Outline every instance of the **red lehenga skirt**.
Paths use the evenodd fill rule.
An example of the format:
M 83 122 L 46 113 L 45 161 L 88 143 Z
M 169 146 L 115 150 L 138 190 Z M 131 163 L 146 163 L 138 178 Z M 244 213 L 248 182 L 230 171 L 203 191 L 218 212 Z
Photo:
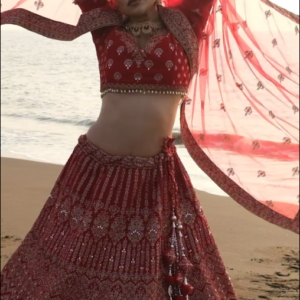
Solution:
M 81 136 L 1 281 L 3 300 L 237 299 L 171 138 L 140 158 Z

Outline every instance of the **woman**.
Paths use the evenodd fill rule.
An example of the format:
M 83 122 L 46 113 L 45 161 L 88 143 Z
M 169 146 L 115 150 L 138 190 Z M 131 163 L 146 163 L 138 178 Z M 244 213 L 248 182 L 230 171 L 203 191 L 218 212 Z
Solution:
M 78 0 L 76 4 L 82 11 L 77 26 L 58 22 L 67 22 L 68 17 L 70 23 L 75 15 L 74 8 L 59 1 L 49 2 L 48 7 L 36 1 L 36 12 L 41 11 L 42 16 L 30 12 L 32 3 L 26 0 L 15 7 L 4 7 L 2 14 L 4 24 L 18 24 L 55 39 L 72 40 L 91 31 L 99 60 L 103 104 L 95 125 L 79 138 L 33 228 L 3 269 L 1 296 L 64 300 L 237 299 L 172 143 L 176 110 L 182 100 L 183 140 L 199 166 L 247 209 L 297 232 L 299 207 L 297 201 L 290 200 L 297 189 L 294 180 L 287 179 L 288 187 L 276 184 L 280 192 L 277 196 L 290 190 L 285 197 L 287 204 L 278 200 L 267 179 L 259 184 L 250 182 L 251 194 L 249 182 L 237 174 L 245 175 L 238 165 L 246 159 L 262 168 L 256 176 L 262 179 L 267 177 L 263 167 L 273 165 L 274 160 L 278 165 L 294 165 L 298 130 L 295 120 L 278 115 L 274 121 L 268 111 L 271 121 L 263 124 L 272 128 L 268 134 L 274 135 L 271 139 L 250 139 L 250 153 L 247 138 L 251 129 L 247 127 L 249 134 L 243 130 L 243 121 L 239 122 L 242 129 L 235 128 L 227 94 L 218 111 L 207 101 L 209 48 L 216 70 L 222 67 L 218 61 L 228 60 L 228 70 L 214 75 L 221 93 L 226 72 L 238 74 L 233 59 L 236 49 L 227 49 L 227 56 L 217 52 L 217 19 L 221 16 L 225 20 L 224 47 L 233 38 L 239 49 L 245 50 L 243 62 L 249 69 L 254 66 L 260 76 L 273 83 L 272 88 L 266 83 L 263 89 L 261 82 L 259 90 L 270 92 L 275 99 L 269 97 L 264 106 L 278 102 L 286 112 L 289 103 L 293 113 L 296 111 L 296 70 L 282 69 L 280 61 L 273 61 L 255 44 L 233 0 L 223 1 L 222 6 L 209 0 L 170 2 L 165 6 L 154 0 Z M 63 8 L 69 14 L 59 14 Z M 279 15 L 277 10 L 274 6 L 270 13 Z M 55 21 L 45 18 L 51 12 L 56 12 L 52 15 Z M 289 17 L 297 21 L 297 17 Z M 289 81 L 288 87 L 273 82 L 258 61 L 251 61 L 256 56 L 237 33 L 241 25 L 253 48 Z M 257 113 L 265 120 L 259 101 L 253 100 L 254 93 L 251 95 L 242 83 L 234 81 L 236 89 L 252 103 L 243 113 Z M 207 115 L 211 120 L 205 121 Z M 228 122 L 234 126 L 229 128 Z M 219 129 L 212 128 L 213 123 Z M 284 146 L 274 138 L 277 131 L 288 138 Z M 232 140 L 234 143 L 229 142 Z M 222 158 L 229 161 L 225 172 Z M 247 170 L 252 169 L 249 166 Z M 283 174 L 285 171 L 276 173 L 271 181 Z M 268 193 L 258 196 L 266 188 Z

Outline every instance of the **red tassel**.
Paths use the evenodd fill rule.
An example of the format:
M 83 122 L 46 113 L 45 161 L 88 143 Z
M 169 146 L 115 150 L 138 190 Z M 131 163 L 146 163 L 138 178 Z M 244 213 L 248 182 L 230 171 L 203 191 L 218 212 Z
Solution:
M 186 257 L 181 258 L 178 266 L 184 275 L 186 275 L 193 267 L 192 263 Z
M 169 248 L 163 252 L 163 259 L 168 264 L 171 265 L 176 261 L 176 253 L 174 248 Z
M 182 273 L 178 273 L 174 275 L 175 280 L 176 280 L 176 285 L 182 285 L 184 282 L 184 276 L 182 275 Z
M 186 296 L 173 296 L 172 300 L 187 300 Z
M 191 286 L 190 284 L 184 284 L 180 287 L 181 293 L 184 296 L 192 295 L 195 291 L 195 288 Z
M 176 276 L 171 276 L 171 275 L 166 276 L 166 282 L 168 285 L 172 285 L 172 286 L 177 285 Z

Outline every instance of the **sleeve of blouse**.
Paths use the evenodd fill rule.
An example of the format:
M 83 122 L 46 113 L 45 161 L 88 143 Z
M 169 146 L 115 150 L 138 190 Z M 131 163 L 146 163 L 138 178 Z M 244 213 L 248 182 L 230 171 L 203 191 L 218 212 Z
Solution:
M 189 20 L 198 40 L 202 38 L 213 3 L 214 0 L 183 0 L 175 7 Z
M 74 3 L 78 5 L 82 13 L 97 9 L 113 9 L 113 3 L 110 0 L 75 0 Z

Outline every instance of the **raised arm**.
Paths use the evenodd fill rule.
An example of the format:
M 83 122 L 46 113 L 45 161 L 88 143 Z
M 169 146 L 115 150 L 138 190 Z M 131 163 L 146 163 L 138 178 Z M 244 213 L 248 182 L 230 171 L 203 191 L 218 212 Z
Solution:
M 215 0 L 167 0 L 166 6 L 179 9 L 189 20 L 200 40 Z

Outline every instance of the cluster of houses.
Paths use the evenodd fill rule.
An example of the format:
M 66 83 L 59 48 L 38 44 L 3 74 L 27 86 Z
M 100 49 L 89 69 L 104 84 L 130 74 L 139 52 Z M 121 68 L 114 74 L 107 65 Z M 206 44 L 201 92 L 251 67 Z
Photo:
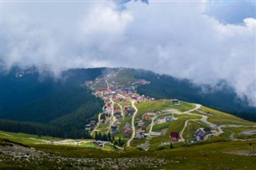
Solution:
M 131 117 L 135 113 L 135 109 L 133 106 L 125 105 L 123 111 L 126 116 Z
M 92 140 L 90 141 L 91 144 L 97 144 L 98 147 L 104 148 L 105 144 L 109 144 L 109 141 L 102 141 L 102 140 Z
M 170 141 L 178 141 L 179 139 L 179 132 L 171 132 L 170 133 Z
M 124 136 L 125 137 L 130 137 L 133 132 L 133 128 L 130 125 L 129 122 L 126 123 L 125 127 L 123 128 L 124 130 Z
M 201 141 L 203 140 L 206 137 L 206 135 L 211 133 L 211 129 L 210 128 L 198 128 L 194 132 L 194 141 Z M 192 141 L 192 142 L 194 142 Z
M 142 139 L 142 138 L 146 138 L 149 136 L 149 134 L 146 133 L 146 126 L 145 125 L 145 122 L 143 120 L 140 120 L 137 118 L 137 125 L 140 127 L 140 129 L 138 130 L 138 132 L 135 134 L 134 139 Z

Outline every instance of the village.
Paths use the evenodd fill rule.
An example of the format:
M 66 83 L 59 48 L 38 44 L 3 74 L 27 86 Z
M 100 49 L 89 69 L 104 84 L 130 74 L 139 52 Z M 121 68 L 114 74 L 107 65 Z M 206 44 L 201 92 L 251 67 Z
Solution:
M 174 116 L 174 113 L 171 116 L 169 113 L 152 112 L 145 113 L 141 117 L 135 117 L 138 112 L 136 105 L 155 100 L 137 93 L 138 85 L 147 85 L 150 82 L 144 79 L 139 79 L 120 83 L 116 81 L 118 74 L 118 72 L 111 73 L 101 78 L 96 78 L 94 81 L 86 82 L 86 85 L 92 89 L 94 95 L 104 101 L 105 105 L 102 108 L 102 113 L 98 114 L 98 120 L 92 120 L 90 124 L 86 125 L 85 130 L 90 131 L 92 136 L 101 133 L 119 136 L 126 143 L 126 147 L 130 146 L 130 142 L 133 140 L 148 140 L 152 137 L 166 135 L 166 132 L 155 132 L 152 128 L 155 125 L 175 121 L 178 118 Z M 170 103 L 175 106 L 182 105 L 177 99 L 170 100 Z M 184 142 L 182 132 L 170 132 L 170 140 L 162 141 L 162 144 Z M 193 139 L 188 142 L 194 143 L 206 140 L 211 133 L 210 128 L 199 128 L 194 131 L 192 135 Z M 92 140 L 91 142 L 97 143 L 100 147 L 104 147 L 104 144 L 108 143 L 101 140 Z

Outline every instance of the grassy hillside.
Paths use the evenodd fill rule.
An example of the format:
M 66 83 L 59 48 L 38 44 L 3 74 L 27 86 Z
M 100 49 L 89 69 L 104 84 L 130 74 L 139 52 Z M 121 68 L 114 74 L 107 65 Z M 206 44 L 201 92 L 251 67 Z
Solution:
M 30 137 L 23 134 L 17 135 L 22 138 L 22 136 Z M 2 139 L 3 136 L 0 136 Z M 1 139 L 1 147 L 4 147 L 2 145 L 4 142 Z M 47 140 L 47 137 L 42 139 Z M 254 169 L 255 166 L 255 156 L 250 155 L 254 150 L 250 150 L 248 142 L 245 141 L 218 142 L 189 147 L 180 146 L 172 149 L 167 148 L 164 150 L 151 152 L 139 150 L 116 152 L 114 150 L 104 151 L 96 148 L 84 148 L 82 145 L 78 147 L 75 145 L 42 144 L 38 144 L 40 140 L 22 141 L 27 146 L 33 147 L 36 151 L 43 152 L 44 156 L 40 158 L 40 160 L 26 161 L 17 158 L 13 159 L 12 156 L 2 153 L 0 154 L 0 159 L 2 160 L 0 162 L 1 169 L 20 169 L 21 168 L 55 169 L 58 167 L 65 169 L 76 169 L 78 167 L 100 169 L 102 168 L 101 166 L 104 166 L 104 169 L 114 169 L 114 166 L 121 167 L 122 164 L 130 164 L 129 162 L 133 162 L 133 165 L 130 165 L 130 167 L 126 169 L 145 169 L 151 162 L 154 162 L 153 160 L 163 161 L 165 164 L 161 164 L 160 162 L 158 164 L 154 161 L 154 166 L 157 168 L 154 168 L 152 165 L 150 169 Z M 253 145 L 256 145 L 255 140 L 250 142 Z M 26 148 L 26 150 L 27 149 Z M 98 166 L 98 163 L 90 164 L 90 162 L 94 161 L 94 159 L 101 162 L 101 166 Z M 138 161 L 134 160 L 142 159 L 148 165 L 142 165 L 142 163 L 138 164 Z M 110 162 L 113 161 L 114 163 L 111 164 Z
M 202 87 L 188 80 L 177 79 L 171 76 L 159 75 L 142 69 L 137 69 L 134 77 L 150 81 L 149 85 L 138 87 L 138 92 L 140 94 L 155 98 L 178 98 L 189 102 L 200 103 L 256 122 L 255 107 L 249 106 L 246 101 L 239 101 L 234 90 L 226 82 L 217 85 L 217 86 L 222 85 L 222 89 L 218 91 L 204 85 L 203 88 L 209 91 L 204 93 L 202 91 Z

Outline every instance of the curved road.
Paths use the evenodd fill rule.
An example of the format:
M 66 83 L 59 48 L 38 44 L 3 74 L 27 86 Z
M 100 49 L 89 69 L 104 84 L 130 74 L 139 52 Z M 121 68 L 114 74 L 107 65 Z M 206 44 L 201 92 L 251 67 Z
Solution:
M 135 136 L 135 130 L 136 130 L 136 129 L 135 129 L 135 126 L 134 126 L 134 119 L 135 119 L 135 116 L 136 116 L 136 114 L 137 114 L 137 113 L 138 113 L 138 109 L 135 107 L 134 103 L 135 103 L 135 101 L 133 101 L 132 103 L 131 103 L 132 106 L 135 109 L 135 112 L 134 112 L 134 115 L 133 115 L 132 121 L 131 121 L 131 125 L 132 125 L 132 128 L 133 128 L 133 133 L 132 133 L 130 140 L 127 141 L 127 147 L 130 147 L 130 141 L 134 139 L 134 136 Z

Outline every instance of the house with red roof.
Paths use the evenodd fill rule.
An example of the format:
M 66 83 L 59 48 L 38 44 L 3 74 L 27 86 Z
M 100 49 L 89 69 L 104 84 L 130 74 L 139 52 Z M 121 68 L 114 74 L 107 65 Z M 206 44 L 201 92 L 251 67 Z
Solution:
M 133 131 L 131 130 L 125 130 L 125 132 L 124 132 L 124 136 L 125 137 L 130 137 L 131 136 L 131 133 L 133 132 Z
M 171 132 L 170 134 L 170 138 L 171 141 L 178 141 L 179 133 L 177 132 Z

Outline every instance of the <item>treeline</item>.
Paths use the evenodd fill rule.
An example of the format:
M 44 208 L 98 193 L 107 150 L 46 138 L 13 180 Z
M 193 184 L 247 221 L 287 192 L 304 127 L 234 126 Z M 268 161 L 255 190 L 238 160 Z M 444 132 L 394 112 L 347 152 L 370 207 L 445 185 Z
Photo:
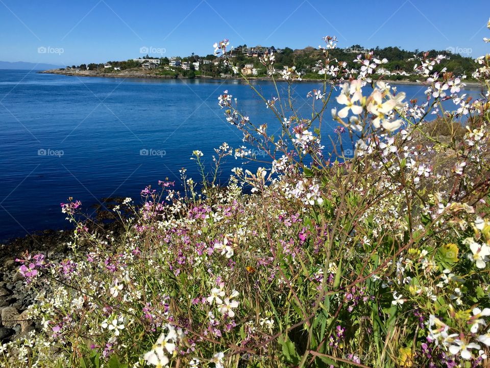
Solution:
***
EXERCISE PROMPT
Rewrite everything from the start of the entries down to the line containing "M 81 136 L 1", swapping "lehenga skirt" for "embroidered skirt" and leaving all else unchanged, and omit the pictures.

WRITTEN ANSWER
Outline every instance of the **red embroidered skirt**.
Paths use the evenodd fill rule.
An example of the format:
M 83 122 L 46 113 L 45 161 L 88 143 Z
M 169 146 L 115 150 L 138 190 Z M 131 163 L 146 163 L 138 178 Z M 244 213 L 248 182 L 230 171 L 203 191 L 218 212 Z
Photo:
Solution:
M 81 136 L 1 281 L 3 300 L 237 299 L 171 138 L 140 158 Z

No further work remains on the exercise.